SESSÃO DE 11 DE MAIO DE 1848.
Presidiu — O Em.mo e R.mo Sr. Cardeal Patriarcha, e depois o Sr. Serpa Machado (Presidente Eventual).
Secretarios, os Sr.s V. de Gouvêa.
M. de Ponte de Lima (Vice-Secretario).
ABERTA a Sessão pelas duas horas da tarde, estando presentes 31 D. Pares, leu-se e approvou-se a Acta da ultima Sessão. — Concorreu o Sr. Ministro da Justiça. Mencionou-se a seguinte
CORRESPONDENCIA.
1.º Um Officio da Camara dos Sr.s Deputados, dirigindo a esta uma Proposição de Lei, estabelecendo uma Loteria Nacional.
2.º Outro dito da mesma Camara, dirigindo a esta uma Proposição de Lei sobre o pagamento de dividas activas do Estado.
Ambas as Proposições passaram á Commissão de Fazenda.
3.° Outro dito do Ministerio do Reino, relativo ao requerimento apresentado em 29 de Março, pelo D. Par Silva Carvalho, pag. 422, col. 4.ª
4.º Outro dito do D. Par Arrochella, participando, que por motivos poderosos passava á Provincia.
5.º Outro dito do D. Par V. de Laborim, prevenindo, que por estar anojado, em consequencia do fallecimento de seu sobrinho, não concorria ás Sessões.
O Sr. SOUSA AZEVEDO — Creio que o parentesco de sobrinho não tem nojo.
O Sr. PRESIDENTE — Mas sendo herdeiro...
O Sr. SOUSA AZEVEDO — O que eu digo não obsta comtudo, a que o D. Par seja comprimentado por um outro D. Par; porque, dizendo S. Ex.ª no seu Officio, que se acha impedido de comparecer nesta Camara, é porque na verdade o está; mas ouvindo eu fallar em nojo, quiz apenas lembrar, que a Lei não dá nojo no parentesco de sobrinho.
O Sr. PRESIDENTE — Se a Camara convém, ir-se-ha fazer um cumprimento condicional, isto é, se S. Ex.ª está nas circumstancias de ser desanojado.
Assim se resolveu.

※ ※ ※

:: O QUE SE PEDE ::
Segundo o trecho selecionado, para qual comissão seguiram as duas proposições de lei enviadas pela Câmara dos Deputados?

※ ※ ※

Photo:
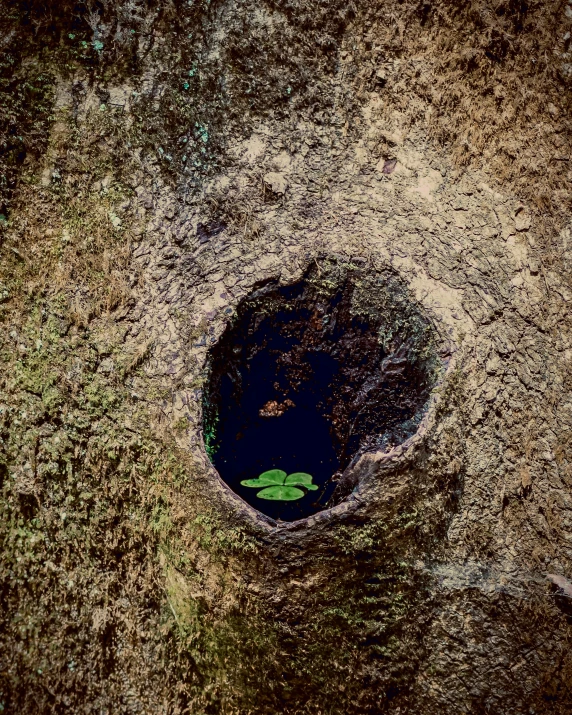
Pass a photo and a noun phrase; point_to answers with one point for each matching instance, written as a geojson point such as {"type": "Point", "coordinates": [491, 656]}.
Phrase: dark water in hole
{"type": "Point", "coordinates": [299, 382]}
{"type": "Point", "coordinates": [299, 440]}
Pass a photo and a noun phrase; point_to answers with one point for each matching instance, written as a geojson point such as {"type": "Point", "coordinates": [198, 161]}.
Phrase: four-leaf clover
{"type": "Point", "coordinates": [278, 486]}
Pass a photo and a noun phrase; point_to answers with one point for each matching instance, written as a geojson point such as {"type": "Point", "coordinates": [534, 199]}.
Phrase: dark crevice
{"type": "Point", "coordinates": [309, 376]}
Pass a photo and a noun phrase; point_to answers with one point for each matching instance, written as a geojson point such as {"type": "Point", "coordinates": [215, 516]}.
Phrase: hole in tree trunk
{"type": "Point", "coordinates": [309, 376]}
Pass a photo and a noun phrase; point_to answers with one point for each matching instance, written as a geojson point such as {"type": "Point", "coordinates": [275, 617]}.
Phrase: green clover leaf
{"type": "Point", "coordinates": [280, 487]}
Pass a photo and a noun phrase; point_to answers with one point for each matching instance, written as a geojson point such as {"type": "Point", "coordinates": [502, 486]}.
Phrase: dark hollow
{"type": "Point", "coordinates": [309, 376]}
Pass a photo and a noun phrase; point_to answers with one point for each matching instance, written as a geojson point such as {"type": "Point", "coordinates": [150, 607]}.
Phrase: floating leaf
{"type": "Point", "coordinates": [266, 479]}
{"type": "Point", "coordinates": [273, 476]}
{"type": "Point", "coordinates": [281, 493]}
{"type": "Point", "coordinates": [301, 479]}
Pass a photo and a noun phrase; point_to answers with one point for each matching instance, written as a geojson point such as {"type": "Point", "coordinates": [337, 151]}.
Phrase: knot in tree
{"type": "Point", "coordinates": [307, 377]}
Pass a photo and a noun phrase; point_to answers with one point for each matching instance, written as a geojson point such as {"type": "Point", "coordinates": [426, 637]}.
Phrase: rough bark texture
{"type": "Point", "coordinates": [161, 160]}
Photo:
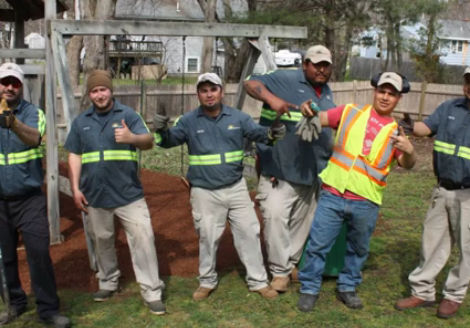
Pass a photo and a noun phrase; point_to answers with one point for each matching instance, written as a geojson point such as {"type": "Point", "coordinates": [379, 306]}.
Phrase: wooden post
{"type": "Point", "coordinates": [422, 99]}
{"type": "Point", "coordinates": [247, 70]}
{"type": "Point", "coordinates": [52, 172]}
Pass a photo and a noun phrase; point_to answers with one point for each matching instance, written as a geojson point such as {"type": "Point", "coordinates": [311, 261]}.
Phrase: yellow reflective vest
{"type": "Point", "coordinates": [348, 168]}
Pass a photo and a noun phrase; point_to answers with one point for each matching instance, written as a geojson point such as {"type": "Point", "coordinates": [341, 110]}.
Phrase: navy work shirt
{"type": "Point", "coordinates": [109, 176]}
{"type": "Point", "coordinates": [291, 158]}
{"type": "Point", "coordinates": [215, 145]}
{"type": "Point", "coordinates": [20, 165]}
{"type": "Point", "coordinates": [450, 123]}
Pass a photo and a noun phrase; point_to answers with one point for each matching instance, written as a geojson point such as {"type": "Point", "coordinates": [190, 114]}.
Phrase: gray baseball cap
{"type": "Point", "coordinates": [209, 77]}
{"type": "Point", "coordinates": [11, 69]}
{"type": "Point", "coordinates": [318, 53]}
{"type": "Point", "coordinates": [391, 78]}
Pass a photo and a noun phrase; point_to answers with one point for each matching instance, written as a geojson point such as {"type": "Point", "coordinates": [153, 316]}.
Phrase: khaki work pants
{"type": "Point", "coordinates": [447, 222]}
{"type": "Point", "coordinates": [211, 209]}
{"type": "Point", "coordinates": [135, 219]}
{"type": "Point", "coordinates": [288, 214]}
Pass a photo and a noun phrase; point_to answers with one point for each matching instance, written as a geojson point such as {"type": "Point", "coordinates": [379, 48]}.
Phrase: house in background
{"type": "Point", "coordinates": [454, 37]}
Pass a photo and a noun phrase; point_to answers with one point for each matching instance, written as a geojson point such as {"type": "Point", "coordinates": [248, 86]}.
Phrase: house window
{"type": "Point", "coordinates": [456, 46]}
{"type": "Point", "coordinates": [192, 65]}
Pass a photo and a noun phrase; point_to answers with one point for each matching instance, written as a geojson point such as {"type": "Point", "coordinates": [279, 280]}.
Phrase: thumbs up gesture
{"type": "Point", "coordinates": [401, 141]}
{"type": "Point", "coordinates": [123, 134]}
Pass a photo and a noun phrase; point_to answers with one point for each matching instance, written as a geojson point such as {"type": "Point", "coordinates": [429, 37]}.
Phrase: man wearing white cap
{"type": "Point", "coordinates": [367, 143]}
{"type": "Point", "coordinates": [448, 218]}
{"type": "Point", "coordinates": [22, 203]}
{"type": "Point", "coordinates": [288, 171]}
{"type": "Point", "coordinates": [214, 133]}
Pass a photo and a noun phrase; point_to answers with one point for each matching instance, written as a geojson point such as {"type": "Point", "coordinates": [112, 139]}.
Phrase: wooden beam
{"type": "Point", "coordinates": [115, 27]}
{"type": "Point", "coordinates": [52, 172]}
{"type": "Point", "coordinates": [23, 53]}
{"type": "Point", "coordinates": [247, 70]}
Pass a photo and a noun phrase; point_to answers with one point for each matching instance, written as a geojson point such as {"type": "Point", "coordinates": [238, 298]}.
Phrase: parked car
{"type": "Point", "coordinates": [285, 57]}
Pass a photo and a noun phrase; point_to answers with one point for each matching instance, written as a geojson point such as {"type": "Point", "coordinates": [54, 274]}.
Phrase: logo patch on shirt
{"type": "Point", "coordinates": [232, 127]}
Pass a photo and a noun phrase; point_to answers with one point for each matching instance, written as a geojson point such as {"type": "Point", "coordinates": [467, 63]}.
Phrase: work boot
{"type": "Point", "coordinates": [447, 309]}
{"type": "Point", "coordinates": [267, 292]}
{"type": "Point", "coordinates": [411, 303]}
{"type": "Point", "coordinates": [294, 275]}
{"type": "Point", "coordinates": [103, 295]}
{"type": "Point", "coordinates": [307, 302]}
{"type": "Point", "coordinates": [156, 307]}
{"type": "Point", "coordinates": [280, 284]}
{"type": "Point", "coordinates": [202, 293]}
{"type": "Point", "coordinates": [8, 316]}
{"type": "Point", "coordinates": [57, 321]}
{"type": "Point", "coordinates": [350, 299]}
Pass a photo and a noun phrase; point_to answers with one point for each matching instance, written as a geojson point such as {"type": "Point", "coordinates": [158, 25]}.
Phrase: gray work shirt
{"type": "Point", "coordinates": [109, 176]}
{"type": "Point", "coordinates": [215, 145]}
{"type": "Point", "coordinates": [292, 159]}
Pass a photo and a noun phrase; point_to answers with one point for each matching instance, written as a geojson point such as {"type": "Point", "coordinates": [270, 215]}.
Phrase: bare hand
{"type": "Point", "coordinates": [401, 142]}
{"type": "Point", "coordinates": [123, 134]}
{"type": "Point", "coordinates": [306, 109]}
{"type": "Point", "coordinates": [80, 201]}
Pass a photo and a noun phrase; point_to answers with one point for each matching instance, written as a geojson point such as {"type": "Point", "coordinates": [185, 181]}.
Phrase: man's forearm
{"type": "Point", "coordinates": [75, 169]}
{"type": "Point", "coordinates": [30, 136]}
{"type": "Point", "coordinates": [143, 141]}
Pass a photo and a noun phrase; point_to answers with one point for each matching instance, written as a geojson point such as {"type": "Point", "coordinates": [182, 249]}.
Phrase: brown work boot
{"type": "Point", "coordinates": [280, 284]}
{"type": "Point", "coordinates": [412, 302]}
{"type": "Point", "coordinates": [267, 292]}
{"type": "Point", "coordinates": [447, 309]}
{"type": "Point", "coordinates": [294, 275]}
{"type": "Point", "coordinates": [202, 293]}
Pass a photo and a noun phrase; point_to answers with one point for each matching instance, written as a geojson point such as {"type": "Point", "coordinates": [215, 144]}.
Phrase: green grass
{"type": "Point", "coordinates": [394, 253]}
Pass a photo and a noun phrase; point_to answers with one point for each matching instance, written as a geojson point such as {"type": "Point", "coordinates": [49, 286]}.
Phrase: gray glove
{"type": "Point", "coordinates": [309, 128]}
{"type": "Point", "coordinates": [276, 131]}
{"type": "Point", "coordinates": [160, 122]}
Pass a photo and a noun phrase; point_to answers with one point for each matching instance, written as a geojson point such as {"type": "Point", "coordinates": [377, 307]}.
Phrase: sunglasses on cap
{"type": "Point", "coordinates": [15, 83]}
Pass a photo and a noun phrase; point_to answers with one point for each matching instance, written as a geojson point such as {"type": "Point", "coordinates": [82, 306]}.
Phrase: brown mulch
{"type": "Point", "coordinates": [176, 240]}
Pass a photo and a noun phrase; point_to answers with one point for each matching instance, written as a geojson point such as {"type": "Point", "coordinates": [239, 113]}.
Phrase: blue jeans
{"type": "Point", "coordinates": [331, 212]}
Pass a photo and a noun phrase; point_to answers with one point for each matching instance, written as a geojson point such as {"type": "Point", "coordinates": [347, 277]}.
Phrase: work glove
{"type": "Point", "coordinates": [160, 122]}
{"type": "Point", "coordinates": [7, 118]}
{"type": "Point", "coordinates": [407, 123]}
{"type": "Point", "coordinates": [309, 128]}
{"type": "Point", "coordinates": [276, 131]}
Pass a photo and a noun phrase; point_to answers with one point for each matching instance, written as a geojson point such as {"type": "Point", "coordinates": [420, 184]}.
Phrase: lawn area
{"type": "Point", "coordinates": [394, 253]}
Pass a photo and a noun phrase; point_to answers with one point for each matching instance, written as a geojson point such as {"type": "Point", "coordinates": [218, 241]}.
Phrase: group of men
{"type": "Point", "coordinates": [308, 187]}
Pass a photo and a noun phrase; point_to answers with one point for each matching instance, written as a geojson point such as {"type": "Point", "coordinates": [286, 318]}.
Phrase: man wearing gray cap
{"type": "Point", "coordinates": [22, 203]}
{"type": "Point", "coordinates": [448, 218]}
{"type": "Point", "coordinates": [214, 133]}
{"type": "Point", "coordinates": [367, 143]}
{"type": "Point", "coordinates": [288, 171]}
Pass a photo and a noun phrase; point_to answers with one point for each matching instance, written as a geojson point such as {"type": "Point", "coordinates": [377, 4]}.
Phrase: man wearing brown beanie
{"type": "Point", "coordinates": [102, 146]}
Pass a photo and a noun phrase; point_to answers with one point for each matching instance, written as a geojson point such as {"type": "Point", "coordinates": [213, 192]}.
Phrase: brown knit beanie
{"type": "Point", "coordinates": [100, 78]}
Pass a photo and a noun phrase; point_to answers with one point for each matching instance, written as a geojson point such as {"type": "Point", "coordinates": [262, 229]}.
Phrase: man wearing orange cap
{"type": "Point", "coordinates": [104, 179]}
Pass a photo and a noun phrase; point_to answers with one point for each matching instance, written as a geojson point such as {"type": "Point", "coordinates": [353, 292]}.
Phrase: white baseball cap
{"type": "Point", "coordinates": [11, 69]}
{"type": "Point", "coordinates": [318, 53]}
{"type": "Point", "coordinates": [209, 77]}
{"type": "Point", "coordinates": [391, 78]}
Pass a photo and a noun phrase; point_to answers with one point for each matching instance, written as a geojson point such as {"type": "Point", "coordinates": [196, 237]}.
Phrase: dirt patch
{"type": "Point", "coordinates": [176, 240]}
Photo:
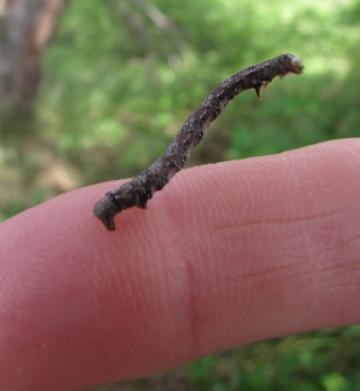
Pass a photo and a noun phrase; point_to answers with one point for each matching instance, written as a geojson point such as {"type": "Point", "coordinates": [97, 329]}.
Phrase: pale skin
{"type": "Point", "coordinates": [225, 255]}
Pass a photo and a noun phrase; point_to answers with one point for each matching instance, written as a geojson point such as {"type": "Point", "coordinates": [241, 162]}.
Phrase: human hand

※ ※ ※

:: RESPOSTA AO EXERCÍCIO ::
Seguiram para a Commissão de Fazenda.